DATA RECORDS:

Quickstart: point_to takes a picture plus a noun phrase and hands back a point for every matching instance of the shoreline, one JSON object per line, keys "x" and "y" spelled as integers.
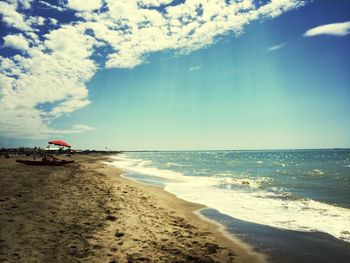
{"x": 243, "y": 251}
{"x": 87, "y": 212}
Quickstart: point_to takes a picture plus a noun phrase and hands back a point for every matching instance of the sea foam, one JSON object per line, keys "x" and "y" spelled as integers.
{"x": 243, "y": 199}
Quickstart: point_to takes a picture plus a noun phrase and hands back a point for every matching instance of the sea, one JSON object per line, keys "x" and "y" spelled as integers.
{"x": 293, "y": 205}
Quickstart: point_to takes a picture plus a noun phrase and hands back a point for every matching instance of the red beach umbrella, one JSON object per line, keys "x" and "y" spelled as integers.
{"x": 59, "y": 143}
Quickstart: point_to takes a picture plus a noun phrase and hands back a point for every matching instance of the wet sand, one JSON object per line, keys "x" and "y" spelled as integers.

WORK INSTRUCTIONS: Retype the records above exactly, leaving every picture out of your copy.

RESPONSE FOR THIS EXERCISE:
Quickstart: point_to takes a picture plus a noun phrase and hands back a point for every matching instance of the shoreline, one JSON object per line, keys "x" and "y" spelled as integers.
{"x": 243, "y": 251}
{"x": 87, "y": 212}
Quickstart: point_to takes a picture plus a noun phrase and hands back a point for every matching instance of the sea foam, one JSON object per line, keys "x" and "y" spelled as integers.
{"x": 243, "y": 199}
Quickstart: point_to takes a picture plus a noun phrase and hands back a point for every matching instance of the sea, one JSON object per line, keys "x" and "y" spelled as integers.
{"x": 293, "y": 205}
Quickstart: point_to takes a picture plus a noun phrase and hands back a point for every matching instance of the red beach umbrella, one JSON object per line, keys "x" and "y" spelled as integers.
{"x": 59, "y": 143}
Quickstart: point_to takes a picture plus a noun phrase and hands back a point for every matching instance of the wet sand, one JSON object per line, keys "x" and "y" spelled as integers.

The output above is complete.